━━━ DATASET EXCERPTS ━━━

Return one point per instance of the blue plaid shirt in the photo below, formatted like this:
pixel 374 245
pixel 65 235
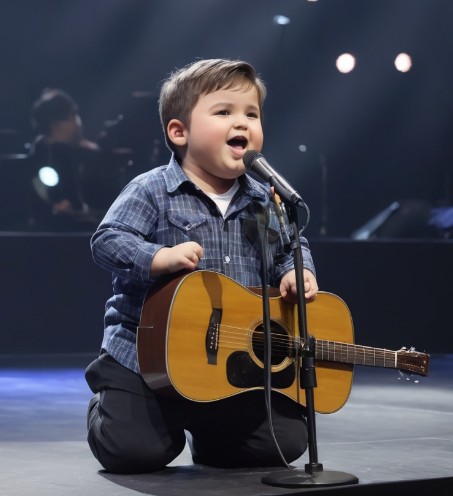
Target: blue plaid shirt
pixel 161 208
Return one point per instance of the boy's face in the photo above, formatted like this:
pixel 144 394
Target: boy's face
pixel 223 126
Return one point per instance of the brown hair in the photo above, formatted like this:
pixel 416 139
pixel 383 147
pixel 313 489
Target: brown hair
pixel 180 92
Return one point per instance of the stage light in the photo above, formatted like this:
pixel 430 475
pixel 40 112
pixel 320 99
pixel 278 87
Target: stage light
pixel 403 62
pixel 281 20
pixel 346 63
pixel 48 176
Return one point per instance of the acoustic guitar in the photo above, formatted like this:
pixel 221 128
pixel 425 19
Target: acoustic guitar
pixel 201 335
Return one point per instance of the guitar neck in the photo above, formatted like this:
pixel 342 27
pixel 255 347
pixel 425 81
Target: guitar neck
pixel 333 351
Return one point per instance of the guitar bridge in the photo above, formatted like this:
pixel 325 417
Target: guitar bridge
pixel 212 336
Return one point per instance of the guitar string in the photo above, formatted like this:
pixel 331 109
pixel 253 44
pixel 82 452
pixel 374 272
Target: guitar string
pixel 340 351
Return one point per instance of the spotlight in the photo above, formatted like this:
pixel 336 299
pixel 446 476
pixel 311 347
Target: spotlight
pixel 403 62
pixel 345 63
pixel 281 20
pixel 48 176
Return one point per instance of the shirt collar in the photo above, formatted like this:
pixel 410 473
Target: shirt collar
pixel 175 176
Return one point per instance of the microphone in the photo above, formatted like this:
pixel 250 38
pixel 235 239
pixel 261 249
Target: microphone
pixel 254 161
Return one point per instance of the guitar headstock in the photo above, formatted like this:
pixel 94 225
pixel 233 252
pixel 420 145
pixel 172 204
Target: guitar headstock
pixel 412 361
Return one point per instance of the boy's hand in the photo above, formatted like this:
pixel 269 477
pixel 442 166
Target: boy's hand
pixel 288 288
pixel 184 256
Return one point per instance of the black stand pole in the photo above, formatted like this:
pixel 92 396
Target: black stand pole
pixel 314 473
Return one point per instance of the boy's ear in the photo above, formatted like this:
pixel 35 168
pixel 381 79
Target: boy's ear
pixel 177 132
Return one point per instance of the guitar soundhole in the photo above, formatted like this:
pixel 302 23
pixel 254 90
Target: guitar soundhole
pixel 280 343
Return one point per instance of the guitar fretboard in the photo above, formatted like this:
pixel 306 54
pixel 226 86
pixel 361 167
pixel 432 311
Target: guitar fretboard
pixel 334 351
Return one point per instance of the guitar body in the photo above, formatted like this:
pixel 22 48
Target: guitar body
pixel 201 336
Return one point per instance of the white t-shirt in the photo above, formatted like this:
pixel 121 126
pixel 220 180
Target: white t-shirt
pixel 223 199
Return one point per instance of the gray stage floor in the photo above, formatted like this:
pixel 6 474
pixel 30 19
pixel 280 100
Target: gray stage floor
pixel 391 430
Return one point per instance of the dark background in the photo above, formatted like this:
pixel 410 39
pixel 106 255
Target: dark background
pixel 372 136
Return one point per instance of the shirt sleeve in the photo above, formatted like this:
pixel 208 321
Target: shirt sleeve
pixel 120 243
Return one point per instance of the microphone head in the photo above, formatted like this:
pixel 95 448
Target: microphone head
pixel 249 157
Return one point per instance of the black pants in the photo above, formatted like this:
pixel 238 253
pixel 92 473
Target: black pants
pixel 132 430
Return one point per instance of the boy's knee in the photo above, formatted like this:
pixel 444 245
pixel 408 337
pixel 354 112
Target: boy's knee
pixel 123 453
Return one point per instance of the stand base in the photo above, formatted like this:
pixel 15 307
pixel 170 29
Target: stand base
pixel 300 478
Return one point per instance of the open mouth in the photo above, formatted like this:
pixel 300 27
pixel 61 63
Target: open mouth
pixel 239 142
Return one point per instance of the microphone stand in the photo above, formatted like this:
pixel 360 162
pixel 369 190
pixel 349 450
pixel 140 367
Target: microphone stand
pixel 314 473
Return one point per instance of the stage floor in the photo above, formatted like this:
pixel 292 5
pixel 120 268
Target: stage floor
pixel 393 434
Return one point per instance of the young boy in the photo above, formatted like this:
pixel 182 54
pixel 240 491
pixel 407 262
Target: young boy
pixel 189 215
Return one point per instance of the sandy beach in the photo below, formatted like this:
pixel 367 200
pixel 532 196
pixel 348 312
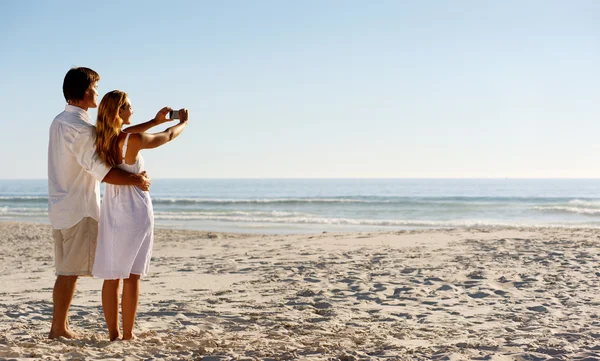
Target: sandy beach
pixel 460 294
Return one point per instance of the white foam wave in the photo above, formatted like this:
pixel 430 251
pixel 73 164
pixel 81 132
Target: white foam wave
pixel 272 200
pixel 585 204
pixel 565 209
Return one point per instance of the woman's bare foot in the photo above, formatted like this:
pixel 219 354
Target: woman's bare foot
pixel 62 333
pixel 114 336
pixel 129 337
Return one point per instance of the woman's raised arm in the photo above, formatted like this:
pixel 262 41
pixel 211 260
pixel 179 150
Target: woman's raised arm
pixel 160 118
pixel 148 141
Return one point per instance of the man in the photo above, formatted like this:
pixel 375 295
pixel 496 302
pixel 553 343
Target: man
pixel 74 170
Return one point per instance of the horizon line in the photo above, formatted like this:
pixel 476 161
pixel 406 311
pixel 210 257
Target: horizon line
pixel 349 178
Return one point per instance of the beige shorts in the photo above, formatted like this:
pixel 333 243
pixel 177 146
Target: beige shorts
pixel 75 248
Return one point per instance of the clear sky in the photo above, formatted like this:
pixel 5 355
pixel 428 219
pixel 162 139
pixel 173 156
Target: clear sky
pixel 309 89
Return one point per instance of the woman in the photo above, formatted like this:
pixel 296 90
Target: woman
pixel 125 230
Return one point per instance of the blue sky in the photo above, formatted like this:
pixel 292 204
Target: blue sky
pixel 310 89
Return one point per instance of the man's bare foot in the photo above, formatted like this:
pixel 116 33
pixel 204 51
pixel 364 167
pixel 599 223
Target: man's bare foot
pixel 129 337
pixel 62 333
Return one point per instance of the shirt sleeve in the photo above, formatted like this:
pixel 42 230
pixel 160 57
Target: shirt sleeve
pixel 84 148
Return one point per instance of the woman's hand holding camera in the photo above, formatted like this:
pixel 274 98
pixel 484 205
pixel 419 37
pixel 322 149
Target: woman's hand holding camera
pixel 161 116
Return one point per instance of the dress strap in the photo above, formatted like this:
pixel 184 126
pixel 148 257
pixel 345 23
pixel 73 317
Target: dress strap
pixel 125 146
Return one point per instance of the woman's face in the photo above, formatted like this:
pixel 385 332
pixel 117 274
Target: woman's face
pixel 126 111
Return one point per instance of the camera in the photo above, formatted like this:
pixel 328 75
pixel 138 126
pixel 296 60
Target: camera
pixel 174 114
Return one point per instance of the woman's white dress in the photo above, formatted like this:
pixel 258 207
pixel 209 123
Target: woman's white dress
pixel 126 228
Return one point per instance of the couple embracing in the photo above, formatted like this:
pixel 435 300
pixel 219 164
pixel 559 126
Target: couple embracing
pixel 113 243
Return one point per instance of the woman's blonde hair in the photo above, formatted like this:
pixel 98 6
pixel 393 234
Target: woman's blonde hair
pixel 108 127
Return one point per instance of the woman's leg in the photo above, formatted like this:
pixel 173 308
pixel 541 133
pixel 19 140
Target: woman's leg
pixel 110 305
pixel 131 295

━━━

→ **WRITTEN TASK**
Print the items above exactly as they appear, starting at the first line and ending at the line that contains "pixel 333 351". Leave the pictures out.

→ **WRITTEN ANSWER**
Return one point per instance of the blue plaid shirt in the photo below, formatted like this:
pixel 374 245
pixel 65 235
Target: blue plaid shirt
pixel 161 208
Return one point per instance of the boy's face in the photo above, formatted like this:
pixel 144 394
Target: boy's face
pixel 223 126
Return one point per instance of the brown hair in the photo above, formatted like this:
pixel 416 139
pixel 383 147
pixel 313 489
Target: brown hair
pixel 180 92
Return one point per instance of the stage light in the photo above, formatted like this:
pixel 430 475
pixel 40 112
pixel 320 99
pixel 278 87
Target: stage light
pixel 403 62
pixel 281 20
pixel 346 63
pixel 48 176
Return one point per instance of the acoustic guitar in the photo above, formatted like this:
pixel 221 128
pixel 425 19
Target: acoustic guitar
pixel 201 335
Return one point per instance of the guitar neck in the photo above, formatted like this:
pixel 342 27
pixel 255 347
pixel 425 81
Target: guitar neck
pixel 333 351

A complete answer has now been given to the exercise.